GOAL →
Please reproduce every one of the rows below without changing a single character.

DATA PROVIDED →
----------------
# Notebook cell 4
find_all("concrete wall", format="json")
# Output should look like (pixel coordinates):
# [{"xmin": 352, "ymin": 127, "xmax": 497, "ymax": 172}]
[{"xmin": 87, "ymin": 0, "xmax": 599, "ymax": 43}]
----------------
EXERCISE ANSWER →
# Notebook cell 4
find_all("concrete wall", format="json")
# Output should look like (pixel coordinates):
# [{"xmin": 352, "ymin": 127, "xmax": 497, "ymax": 172}]
[{"xmin": 87, "ymin": 0, "xmax": 599, "ymax": 43}]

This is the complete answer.